* **PROBLEM STATEMENT**
Reproduce the data below verbatim, starting at the line containing "Detect all instances of sunglasses" and continuing through the end of the data, both ends included. Omit the pictures from your output.
-- start SUPPLIED ENTRIES --
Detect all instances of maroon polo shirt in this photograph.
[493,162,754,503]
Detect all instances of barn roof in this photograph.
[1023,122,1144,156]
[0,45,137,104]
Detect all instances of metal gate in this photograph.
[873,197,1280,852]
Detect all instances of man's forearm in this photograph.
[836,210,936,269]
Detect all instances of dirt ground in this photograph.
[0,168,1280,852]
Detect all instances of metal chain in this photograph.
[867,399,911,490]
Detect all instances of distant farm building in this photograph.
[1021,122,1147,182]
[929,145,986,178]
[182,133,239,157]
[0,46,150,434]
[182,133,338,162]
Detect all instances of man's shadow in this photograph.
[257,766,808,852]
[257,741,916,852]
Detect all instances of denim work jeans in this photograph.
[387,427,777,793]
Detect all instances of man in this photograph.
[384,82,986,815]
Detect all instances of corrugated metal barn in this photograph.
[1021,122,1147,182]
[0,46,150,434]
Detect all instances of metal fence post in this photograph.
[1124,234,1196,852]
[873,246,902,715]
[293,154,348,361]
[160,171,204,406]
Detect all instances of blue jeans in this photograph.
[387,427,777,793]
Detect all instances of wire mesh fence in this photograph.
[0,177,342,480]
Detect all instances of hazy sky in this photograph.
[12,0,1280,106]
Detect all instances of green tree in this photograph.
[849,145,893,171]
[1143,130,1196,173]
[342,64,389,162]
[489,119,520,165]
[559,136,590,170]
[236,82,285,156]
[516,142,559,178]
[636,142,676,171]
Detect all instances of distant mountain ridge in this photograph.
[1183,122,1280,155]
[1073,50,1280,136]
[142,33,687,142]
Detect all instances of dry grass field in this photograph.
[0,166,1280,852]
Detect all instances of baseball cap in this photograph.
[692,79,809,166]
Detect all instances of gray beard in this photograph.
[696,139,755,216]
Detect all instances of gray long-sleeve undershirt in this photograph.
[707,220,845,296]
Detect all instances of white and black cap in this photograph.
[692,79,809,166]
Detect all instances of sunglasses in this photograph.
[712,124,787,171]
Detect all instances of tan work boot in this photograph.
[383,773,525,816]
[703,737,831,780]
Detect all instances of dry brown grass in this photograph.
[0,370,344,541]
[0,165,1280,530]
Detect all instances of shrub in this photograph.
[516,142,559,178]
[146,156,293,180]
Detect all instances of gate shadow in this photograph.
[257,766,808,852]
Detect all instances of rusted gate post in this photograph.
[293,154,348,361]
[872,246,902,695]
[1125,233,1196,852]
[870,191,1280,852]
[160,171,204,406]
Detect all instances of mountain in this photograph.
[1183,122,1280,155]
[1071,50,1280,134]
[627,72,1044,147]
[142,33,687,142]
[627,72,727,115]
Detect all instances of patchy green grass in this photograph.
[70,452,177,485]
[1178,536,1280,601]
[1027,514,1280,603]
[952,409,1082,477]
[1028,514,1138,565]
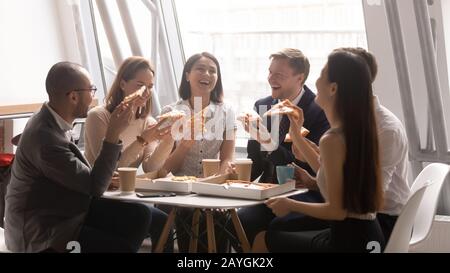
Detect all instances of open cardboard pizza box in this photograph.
[136,170,200,193]
[192,174,295,200]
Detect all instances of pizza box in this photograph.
[136,170,194,193]
[192,174,295,200]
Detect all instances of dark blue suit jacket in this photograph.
[247,85,330,183]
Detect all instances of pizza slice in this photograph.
[171,175,197,182]
[190,107,207,134]
[284,127,309,142]
[263,99,298,118]
[236,110,261,122]
[123,85,150,104]
[157,109,186,129]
-- end SUPPLIED ENTRIES --
* **ANSWER TO THIS TASK**
Detect all instances of sunglasses in this photograph.
[712,124,787,171]
Detect all instances of tan work boot in this photograph.
[383,773,525,816]
[703,737,831,780]
Detect all instances of dry brown grass in this photograph.
[0,370,344,541]
[0,165,1280,530]
Detect all instances of shrub in this photograph.
[516,142,559,178]
[146,156,293,180]
Detect all instances of gate shadow in this photograph.
[257,766,808,852]
Detect all instances of rusted gate post in this photograph.
[293,154,348,361]
[872,246,902,695]
[1125,233,1196,852]
[870,191,1280,852]
[160,171,204,406]
Detect all instances of mountain in this photograph.
[1183,122,1280,155]
[1071,50,1280,134]
[627,72,1044,147]
[142,33,687,142]
[627,72,727,115]
Detect all instances of patchy green grass in this photograph.
[70,452,177,485]
[1178,536,1280,601]
[1027,514,1280,603]
[952,409,1082,477]
[1028,514,1138,565]
Detect all instances of open cardboard pizza box in this photograph.
[136,170,200,193]
[192,174,295,200]
Detect all instances of pizza box in this photograph.
[136,170,194,193]
[192,174,295,200]
Detect all instances of dark blue suit jacket in this photograph.
[247,85,330,183]
Detect all instances of pizza slice in this photograph.
[171,175,197,182]
[190,107,207,134]
[284,127,309,142]
[263,99,298,118]
[236,110,261,122]
[123,85,150,104]
[157,109,186,129]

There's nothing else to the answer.